_Task_
Look over the entries and say how many lines include the word "fuselage". Only the number, please.

_Data to examine_
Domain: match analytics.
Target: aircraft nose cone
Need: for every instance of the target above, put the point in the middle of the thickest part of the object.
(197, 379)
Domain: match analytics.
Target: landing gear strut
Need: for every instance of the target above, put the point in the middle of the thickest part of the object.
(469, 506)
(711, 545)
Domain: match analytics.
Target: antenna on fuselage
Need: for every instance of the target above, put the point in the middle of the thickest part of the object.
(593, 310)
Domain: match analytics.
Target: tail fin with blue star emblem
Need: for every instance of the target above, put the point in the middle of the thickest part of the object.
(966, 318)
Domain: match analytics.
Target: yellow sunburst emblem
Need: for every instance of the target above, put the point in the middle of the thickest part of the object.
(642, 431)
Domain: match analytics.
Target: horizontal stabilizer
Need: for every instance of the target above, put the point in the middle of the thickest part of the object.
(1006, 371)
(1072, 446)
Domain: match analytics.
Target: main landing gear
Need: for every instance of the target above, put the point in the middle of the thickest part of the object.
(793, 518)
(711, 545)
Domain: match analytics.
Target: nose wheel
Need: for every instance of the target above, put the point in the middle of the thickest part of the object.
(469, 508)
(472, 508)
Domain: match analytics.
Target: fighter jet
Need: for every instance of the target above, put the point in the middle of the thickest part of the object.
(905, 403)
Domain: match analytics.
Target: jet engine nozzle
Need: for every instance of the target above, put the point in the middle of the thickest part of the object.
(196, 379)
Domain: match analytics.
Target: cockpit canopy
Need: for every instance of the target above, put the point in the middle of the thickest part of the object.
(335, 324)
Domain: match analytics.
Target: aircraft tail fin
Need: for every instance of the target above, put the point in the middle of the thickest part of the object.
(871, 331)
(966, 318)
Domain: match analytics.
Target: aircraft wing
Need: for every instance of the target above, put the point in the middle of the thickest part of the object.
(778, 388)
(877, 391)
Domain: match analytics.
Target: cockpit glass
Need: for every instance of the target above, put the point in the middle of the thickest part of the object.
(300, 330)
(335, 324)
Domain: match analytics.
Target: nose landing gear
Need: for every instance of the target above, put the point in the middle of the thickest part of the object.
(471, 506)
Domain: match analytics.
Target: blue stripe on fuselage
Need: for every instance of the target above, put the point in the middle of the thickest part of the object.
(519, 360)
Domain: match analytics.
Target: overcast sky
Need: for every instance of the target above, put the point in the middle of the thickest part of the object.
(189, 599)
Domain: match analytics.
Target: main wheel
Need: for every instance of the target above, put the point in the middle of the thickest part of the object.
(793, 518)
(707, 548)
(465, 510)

_Output of the exercise_
2